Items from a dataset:
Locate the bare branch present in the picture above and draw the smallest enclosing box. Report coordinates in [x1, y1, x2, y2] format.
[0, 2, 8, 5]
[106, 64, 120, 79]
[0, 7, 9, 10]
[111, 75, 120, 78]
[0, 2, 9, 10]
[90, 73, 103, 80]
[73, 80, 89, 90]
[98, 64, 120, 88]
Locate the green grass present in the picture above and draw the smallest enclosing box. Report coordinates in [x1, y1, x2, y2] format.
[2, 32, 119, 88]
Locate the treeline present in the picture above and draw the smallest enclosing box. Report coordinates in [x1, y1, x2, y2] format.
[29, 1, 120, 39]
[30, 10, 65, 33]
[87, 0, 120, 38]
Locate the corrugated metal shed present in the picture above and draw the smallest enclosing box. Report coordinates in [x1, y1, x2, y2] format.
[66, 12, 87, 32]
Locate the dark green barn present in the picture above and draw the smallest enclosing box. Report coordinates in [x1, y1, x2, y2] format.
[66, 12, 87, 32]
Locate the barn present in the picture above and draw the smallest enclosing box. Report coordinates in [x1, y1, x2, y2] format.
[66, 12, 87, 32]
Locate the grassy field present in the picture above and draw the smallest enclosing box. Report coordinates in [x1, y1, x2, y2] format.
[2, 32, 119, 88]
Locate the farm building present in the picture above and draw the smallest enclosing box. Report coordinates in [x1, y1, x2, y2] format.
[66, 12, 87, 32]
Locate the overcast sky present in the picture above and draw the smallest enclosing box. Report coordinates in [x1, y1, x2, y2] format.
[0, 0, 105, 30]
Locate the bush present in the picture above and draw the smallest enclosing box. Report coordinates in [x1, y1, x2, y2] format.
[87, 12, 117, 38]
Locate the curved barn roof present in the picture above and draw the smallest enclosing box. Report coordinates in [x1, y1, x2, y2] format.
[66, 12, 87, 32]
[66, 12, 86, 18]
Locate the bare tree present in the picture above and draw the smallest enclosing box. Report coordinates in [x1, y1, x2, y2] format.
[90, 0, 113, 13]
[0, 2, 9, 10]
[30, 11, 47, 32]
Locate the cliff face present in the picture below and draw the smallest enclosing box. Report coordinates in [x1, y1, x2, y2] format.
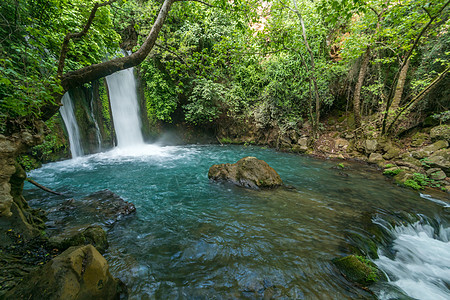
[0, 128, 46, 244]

WHAT THIS TASK INVOLVES: All entries above must be repeated exactly; pictures are to be left out.

RESPONSE AREA:
Locate the bare branch present in the picture above and draw the smallest enclosing box. Report coordinates in [x1, y1, x2, y2] format.
[0, 2, 8, 5]
[106, 64, 120, 79]
[0, 7, 9, 10]
[111, 75, 120, 78]
[0, 2, 9, 10]
[90, 73, 103, 80]
[73, 80, 89, 90]
[98, 64, 120, 88]
Locate the green grass present in the picture above and draw the smallest enclosing box. Report coordinates in [x1, y1, x2, y2] format.
[2, 32, 119, 88]
Locate the treeline present in the picture above and draw the smallest enclosing box. Report coordinates in [x1, y1, x2, y2] format.
[29, 1, 120, 39]
[30, 10, 65, 33]
[87, 0, 120, 38]
Locate the corrugated metal shed present in the picture above and draw the smallest enclosing box. Report coordinates in [x1, y1, x2, y2] format.
[66, 12, 87, 32]
Locate the dark green barn present in the picture above and draw the smallest enclosing box. Report coordinates in [x1, y1, x2, y2] format.
[66, 12, 87, 32]
Locate the barn present in the picture above and draw the smallest enclosing box. Report coordinates in [x1, y1, x2, y2] format.
[66, 12, 87, 32]
Locate the grassy field present in the picture above and draw the smallest enclosing box. Report coordinates in [x1, y1, x2, y2] format.
[2, 32, 119, 88]
Locate the farm building present in the picture above and draw the smallest enclosing box. Report coordinates in [x1, y1, x2, y2] format.
[66, 12, 87, 32]
Locate the overcast sky present in the picture above and draw the smallest enclosing box. Report coordinates in [x1, y1, x2, y2] format.
[0, 0, 105, 30]
Locate the bush present in the picture above and draw the smallest enclosing box. Report coordinates in [x1, y1, x2, y2] format.
[87, 12, 117, 38]
Locate the curved barn roof present in the picture above and draw the smallest enclosing box. Report coordinates in [x1, y1, x2, y2] format.
[66, 12, 87, 32]
[66, 12, 86, 18]
Locate the bare tree present in the picture above and draw the smallest enclosing box. Report coordinates in [x1, y1, x2, y2] format.
[90, 0, 113, 13]
[0, 2, 9, 10]
[30, 11, 47, 32]
Locate the cliff face present in the picture below and draw the smallest enclosing box. Report coordinates in [x1, y1, x2, y2] format.
[0, 128, 46, 244]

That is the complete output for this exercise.